**Work order**
When you transcribe the data below, reproduce every line exactly and leave each picture out.

[[ Data extracts, beginning ]]

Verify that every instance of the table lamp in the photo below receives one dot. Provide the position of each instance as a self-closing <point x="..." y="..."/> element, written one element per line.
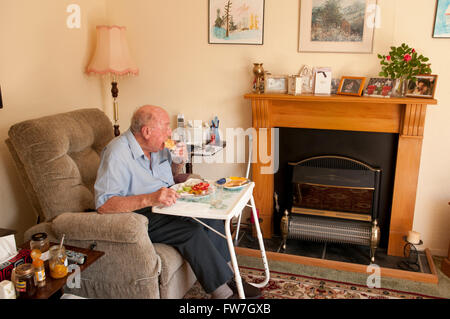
<point x="112" y="58"/>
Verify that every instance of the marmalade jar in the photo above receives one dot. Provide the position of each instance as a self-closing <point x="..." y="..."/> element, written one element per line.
<point x="58" y="262"/>
<point x="40" y="241"/>
<point x="24" y="281"/>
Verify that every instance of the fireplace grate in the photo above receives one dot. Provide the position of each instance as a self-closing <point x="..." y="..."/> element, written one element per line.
<point x="324" y="205"/>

[[ Data extracts, end ]]

**The answer**
Verify that every instance of the table lamp in the photo below receives one dot. Provide the position of each instance as a self-closing <point x="..." y="..."/> element, written one element per line.
<point x="112" y="58"/>
Verify that every instance of the marmalade jar in the photo above receives one dot. Provide the position of each instance as a self-closing <point x="..." y="..."/> element, written one element per line.
<point x="58" y="262"/>
<point x="40" y="241"/>
<point x="24" y="281"/>
Verify that every instance of the fireplace grate in the photo above receives one dot. Provide the position of each instance as a self-closing <point x="..." y="..."/> element, written one element per line.
<point x="324" y="205"/>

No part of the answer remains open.